Named-object pointing records:
>> Start
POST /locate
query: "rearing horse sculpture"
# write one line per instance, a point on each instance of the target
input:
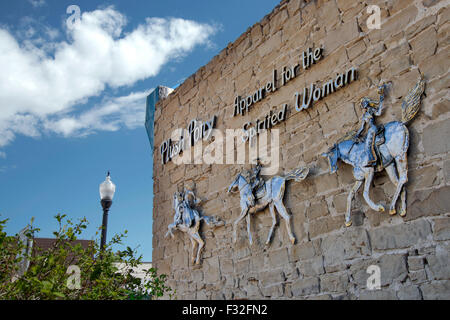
(271, 194)
(187, 220)
(392, 145)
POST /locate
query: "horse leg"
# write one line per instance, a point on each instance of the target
(201, 244)
(274, 222)
(369, 172)
(250, 240)
(355, 188)
(402, 168)
(194, 245)
(287, 219)
(242, 215)
(391, 171)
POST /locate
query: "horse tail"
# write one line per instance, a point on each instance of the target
(213, 221)
(298, 174)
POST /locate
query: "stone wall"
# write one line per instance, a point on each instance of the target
(329, 260)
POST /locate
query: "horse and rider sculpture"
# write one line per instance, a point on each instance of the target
(383, 147)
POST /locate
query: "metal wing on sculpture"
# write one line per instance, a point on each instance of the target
(411, 103)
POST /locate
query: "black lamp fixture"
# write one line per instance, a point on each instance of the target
(107, 190)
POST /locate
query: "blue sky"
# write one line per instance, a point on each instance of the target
(72, 101)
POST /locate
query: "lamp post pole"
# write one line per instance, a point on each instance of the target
(107, 190)
(106, 204)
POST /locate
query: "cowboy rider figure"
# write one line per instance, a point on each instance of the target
(371, 109)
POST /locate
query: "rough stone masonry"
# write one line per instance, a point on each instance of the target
(329, 261)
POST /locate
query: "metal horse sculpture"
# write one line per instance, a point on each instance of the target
(188, 220)
(391, 145)
(271, 194)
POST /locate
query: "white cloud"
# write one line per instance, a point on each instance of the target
(111, 115)
(37, 3)
(41, 85)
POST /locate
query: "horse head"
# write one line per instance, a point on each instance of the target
(332, 155)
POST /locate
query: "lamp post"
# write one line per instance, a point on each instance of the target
(107, 189)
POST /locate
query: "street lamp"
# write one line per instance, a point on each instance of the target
(107, 189)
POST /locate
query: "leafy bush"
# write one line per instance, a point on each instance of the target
(47, 276)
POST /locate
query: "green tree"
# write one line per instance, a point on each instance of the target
(99, 277)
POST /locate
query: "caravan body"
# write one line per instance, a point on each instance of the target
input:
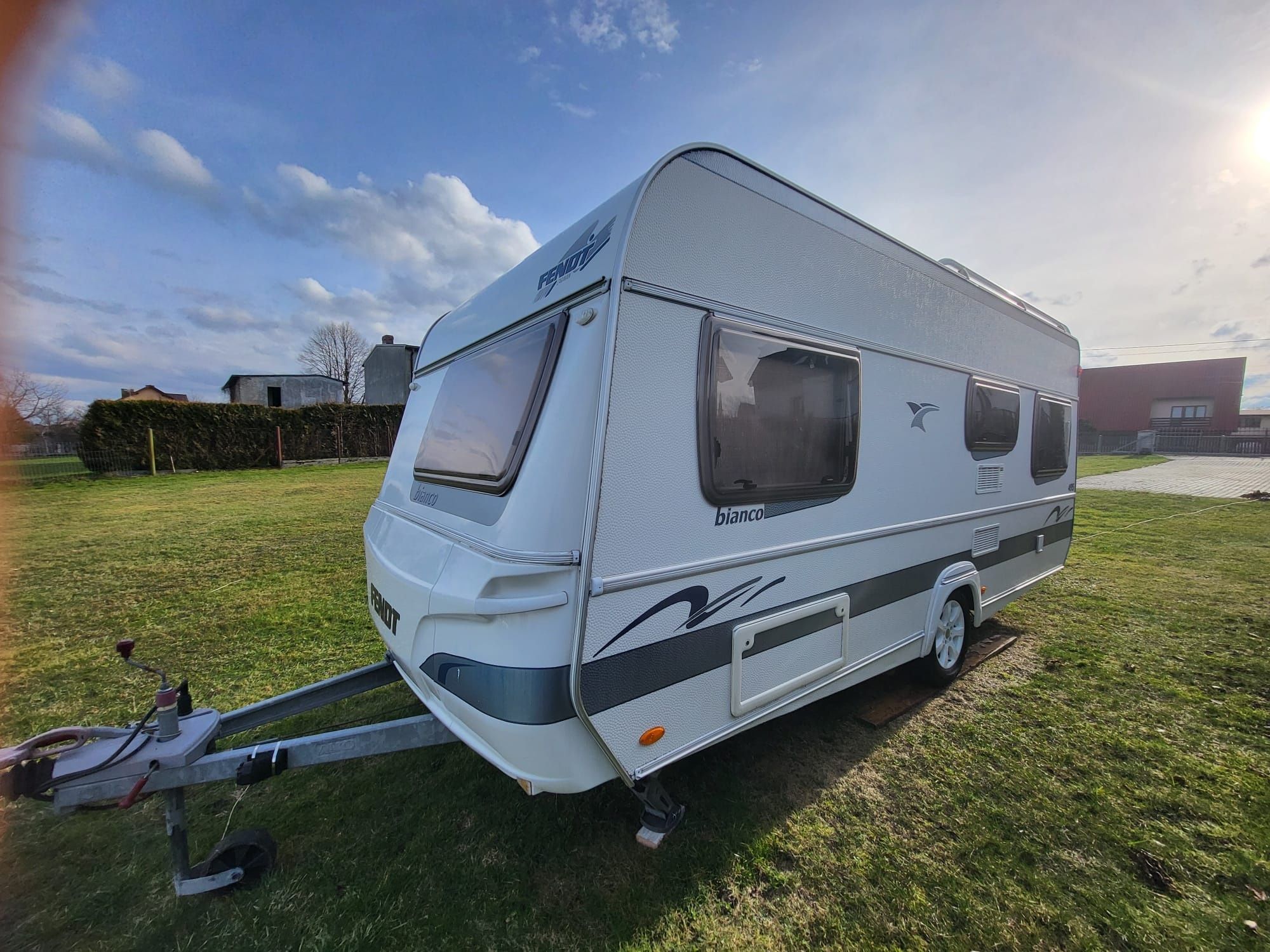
(717, 451)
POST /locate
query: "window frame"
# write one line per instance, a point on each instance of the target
(714, 322)
(1050, 475)
(986, 451)
(529, 417)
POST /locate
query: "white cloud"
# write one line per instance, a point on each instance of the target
(223, 319)
(173, 164)
(74, 139)
(733, 69)
(312, 293)
(438, 244)
(648, 21)
(600, 29)
(358, 303)
(104, 79)
(653, 27)
(582, 112)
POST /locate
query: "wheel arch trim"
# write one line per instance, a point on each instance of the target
(958, 576)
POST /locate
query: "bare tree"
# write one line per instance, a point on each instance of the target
(29, 407)
(35, 402)
(338, 351)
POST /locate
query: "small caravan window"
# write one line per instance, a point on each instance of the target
(778, 417)
(486, 411)
(991, 417)
(1052, 430)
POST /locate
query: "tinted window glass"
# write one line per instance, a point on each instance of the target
(487, 408)
(779, 418)
(991, 417)
(1051, 436)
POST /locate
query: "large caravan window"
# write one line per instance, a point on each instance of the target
(486, 411)
(779, 417)
(1052, 426)
(991, 417)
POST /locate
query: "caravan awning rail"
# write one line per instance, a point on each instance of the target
(995, 289)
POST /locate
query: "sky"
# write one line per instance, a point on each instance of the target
(199, 186)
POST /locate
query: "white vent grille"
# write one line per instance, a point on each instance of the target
(987, 539)
(990, 479)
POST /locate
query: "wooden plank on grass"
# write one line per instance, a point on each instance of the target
(896, 694)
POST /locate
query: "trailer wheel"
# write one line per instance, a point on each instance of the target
(253, 851)
(944, 663)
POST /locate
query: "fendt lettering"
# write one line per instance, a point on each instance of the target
(388, 614)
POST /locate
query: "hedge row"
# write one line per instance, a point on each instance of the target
(233, 436)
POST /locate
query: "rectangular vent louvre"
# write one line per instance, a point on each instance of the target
(990, 479)
(987, 539)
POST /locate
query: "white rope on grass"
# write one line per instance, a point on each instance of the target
(1161, 519)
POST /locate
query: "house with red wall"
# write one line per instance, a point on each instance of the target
(1186, 395)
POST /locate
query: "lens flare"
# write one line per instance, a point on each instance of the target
(1262, 136)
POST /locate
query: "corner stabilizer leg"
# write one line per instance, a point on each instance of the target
(662, 813)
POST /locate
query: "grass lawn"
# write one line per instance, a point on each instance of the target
(1099, 465)
(1126, 732)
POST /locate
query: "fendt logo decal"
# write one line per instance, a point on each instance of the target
(388, 614)
(700, 607)
(578, 257)
(920, 412)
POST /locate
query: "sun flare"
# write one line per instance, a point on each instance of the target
(1262, 136)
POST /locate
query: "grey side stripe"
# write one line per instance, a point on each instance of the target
(516, 695)
(542, 695)
(613, 681)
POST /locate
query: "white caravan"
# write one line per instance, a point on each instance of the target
(716, 453)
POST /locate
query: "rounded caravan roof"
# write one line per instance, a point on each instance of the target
(591, 251)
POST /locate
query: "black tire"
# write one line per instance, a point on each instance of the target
(253, 851)
(952, 638)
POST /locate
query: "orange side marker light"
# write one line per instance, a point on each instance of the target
(652, 736)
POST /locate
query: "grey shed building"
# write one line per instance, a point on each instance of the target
(388, 369)
(284, 389)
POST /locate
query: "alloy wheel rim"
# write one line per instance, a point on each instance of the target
(951, 635)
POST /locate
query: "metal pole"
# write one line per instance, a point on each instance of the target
(178, 838)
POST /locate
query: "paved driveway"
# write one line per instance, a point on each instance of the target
(1226, 477)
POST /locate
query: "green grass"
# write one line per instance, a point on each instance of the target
(1010, 813)
(1099, 465)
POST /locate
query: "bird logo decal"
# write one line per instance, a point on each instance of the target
(920, 412)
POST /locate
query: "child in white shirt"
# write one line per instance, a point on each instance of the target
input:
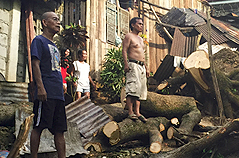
(81, 71)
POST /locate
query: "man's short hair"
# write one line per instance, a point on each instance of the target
(133, 21)
(45, 17)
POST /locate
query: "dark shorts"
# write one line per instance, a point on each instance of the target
(50, 114)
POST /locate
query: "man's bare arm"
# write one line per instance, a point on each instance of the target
>> End
Task to carry out. Reproduce all of the entries word for word, skipping any pictures they hold.

Correct answer.
POST /locate
query: "rearing horse sculpture"
# write one line per instance, a point on each instance of the target
input:
(271, 194)
(187, 220)
(392, 145)
POST /locate
query: "horse leg"
# write one line per instance, a point on each instance of the target
(201, 244)
(274, 222)
(369, 172)
(250, 240)
(355, 188)
(402, 168)
(194, 245)
(287, 219)
(242, 215)
(391, 171)
POST /locate
query: "horse tail"
# write one line per instance, a point on each instance of the target
(213, 221)
(298, 174)
POST /locate
query: "stone wall"
# write one line per instance, a point on each instance of the target
(329, 260)
POST /locate
query: "horse and rider sculpture"
# write one line per instance, a point on each instance of the target
(383, 147)
POST /locate
query: "metal wing on sculpture"
# write one line per instance, a point on each instance of the target
(411, 103)
POST /locate
query: "black lamp fixture"
# write one line per instance, a point on each instance of the target
(107, 190)
POST /locate
query: "blue sky"
# write one line per instance, a point on each instance of the target
(72, 101)
POST /locate
query: "lamp post pole"
# write one line per instance, a point on each instance of the target
(107, 190)
(106, 204)
POST /locate
query: "cowboy rider figure"
# write one line per instance, a point on each instance of the target
(371, 109)
POST /locate
query: "rough stone masonry"
# write one line per instance, a point on each instance of the target
(329, 261)
POST /locate
query: "metal horse sculpture"
# write one line per instance, a point on each instance of the target
(188, 220)
(391, 145)
(271, 194)
POST /locate
query: "white cloud"
# write one line per instance, a point on each instance of the target
(111, 115)
(37, 3)
(41, 85)
POST /locate
query: "horse head"
# write one line per instance, a point on each instance of the target
(332, 155)
POST /locate
query: "lamp post"
# write one line per instance, a point on each instance of the target
(107, 189)
POST /locate
query: "street lamp"
# write one line per instance, a point on each instance of the target
(107, 189)
POST /locate
query: "leafy bush"
# write one line per instance, a point on each instance of the target
(47, 276)
POST /locate
query: "green tree"
# write one line per instance, a point on each instance of the target
(99, 277)
POST /locate
query: "caravan body"
# write one line per instance, a point on each instance of the target
input:
(717, 451)
POST /locate
query: "window frame"
# write one line per instance, a point on each instance of the target
(714, 322)
(1050, 475)
(986, 451)
(529, 417)
POST /locate
query: "white cloud"
# write one line per instance, a point on each instance of the target
(223, 319)
(173, 164)
(74, 139)
(733, 69)
(312, 293)
(438, 244)
(648, 21)
(600, 29)
(358, 303)
(104, 79)
(653, 27)
(582, 112)
POST /locate
query: "wheel arch trim"
# write one line per instance, a point on each instance of the target
(958, 576)
POST /locate
query: "bare tree"
# write one line per instance, a point on each instance of the target
(29, 407)
(35, 402)
(338, 351)
POST /locate
query: "small caravan window"
# write one line per instance, a point on each instance of the target
(778, 417)
(486, 411)
(991, 417)
(1052, 430)
POST /locate
query: "tinted window glass"
# write one line per instance, a point on each instance of the target
(487, 408)
(779, 418)
(991, 417)
(1051, 436)
POST /locate
query: "large caravan window"
# write one line per instance, a point on each instance of the target
(486, 411)
(779, 417)
(1052, 426)
(991, 417)
POST /locate
query: "caravan awning rail"
# write one line per instance, a point on each instance of the target
(995, 289)
POST /locate
query: "sky"
# write one line per instance, a point on each instance of the target
(199, 186)
POST /locate
query: "white vent grille"
# write one line per instance, a point on each instance of the target
(987, 539)
(990, 479)
POST /locate
query: "wooden plank on grass"
# write one line per instance, a point on each instance of the target
(896, 694)
POST /locate
query: "trailer wheel"
# write one line per instance, a point on each instance of the target
(253, 851)
(944, 663)
POST /locate
query: "fendt lettering"
# write one line per instance, a point on each instance of the target
(388, 614)
POST /locate
query: "hedge row"
# write one line per instance, a point on each instance of the target
(233, 436)
POST /locate
query: "rectangular vent louvre"
# write one line per instance, a point on each instance of the target
(990, 479)
(987, 539)
POST /locate
query: "white rope on grass"
# write one line per instance, a point on each instance of the target
(1161, 519)
POST /locate
query: "house with red wall"
# write one line per instance, a point on each instance of the target
(1186, 395)
POST /locate
query: "lens flare"
# write one line per instance, a point on each instance of the target
(1262, 136)
POST /locate
query: "corner stabilizer leg"
# write one line per instance, a point on each instance of the target
(662, 813)
POST /locate
query: "grass lawn"
# write one line per instance, a point on each instance of the target
(1099, 465)
(1126, 732)
POST /locate
query: "fendt logo decal"
# write one line per instance, a point on each instance of the target
(388, 614)
(700, 607)
(578, 257)
(920, 412)
POST /locate
query: "sun flare"
# write one line per instance, a point on each instance of the target
(1262, 136)
POST /locate
query: "grey side stripe"
# write one line per instance, a point on each instance of the target
(516, 695)
(542, 695)
(613, 681)
POST /locate
query: "white caravan"
# write one line per instance, a point on each instance of the target
(716, 453)
POST /locate
query: "rounded caravan roof"
# write one line per instance, a point on each instance of the target
(591, 251)
POST /locate
query: "black tire"
# write one line per instance, a point on each instance of the target
(253, 851)
(952, 638)
POST /locate
query: "orange side marker light"
# write one line per instance, a point on each instance of the target
(652, 736)
POST /locate
query: "grey shed building"
# write one line per instance, a point on each instance of the target
(388, 369)
(284, 389)
POST /locate
query: "alloy wheel rim"
# write one line per instance, a point on each instance of the target
(951, 635)
POST /locate
query: "metal pole"
# write one line per instance, a point on each instance of the target
(178, 838)
POST /locate
query: "paved driveway"
# write one line per instance, a point on each instance of the target
(1226, 477)
POST /locate
query: "green grass"
# write one line per instance, a point on each instance of the target
(1010, 813)
(1099, 465)
POST /locate
query: "bird logo decal"
# write one line per instance, a point on each instance of the target
(920, 412)
POST /locate
query: "child in white shirt"
# write one line per instance, a point on each instance of the target
input:
(81, 71)
POST /locate
query: "man's short hair"
# write one line per instance, a point on each instance of the target
(133, 21)
(45, 17)
POST /locate
query: "dark shorts"
# write one line per instance, a point on each instance of the target
(50, 114)
POST /locate
query: "man's bare arm"
# write one line per instance, a point on each instance of the target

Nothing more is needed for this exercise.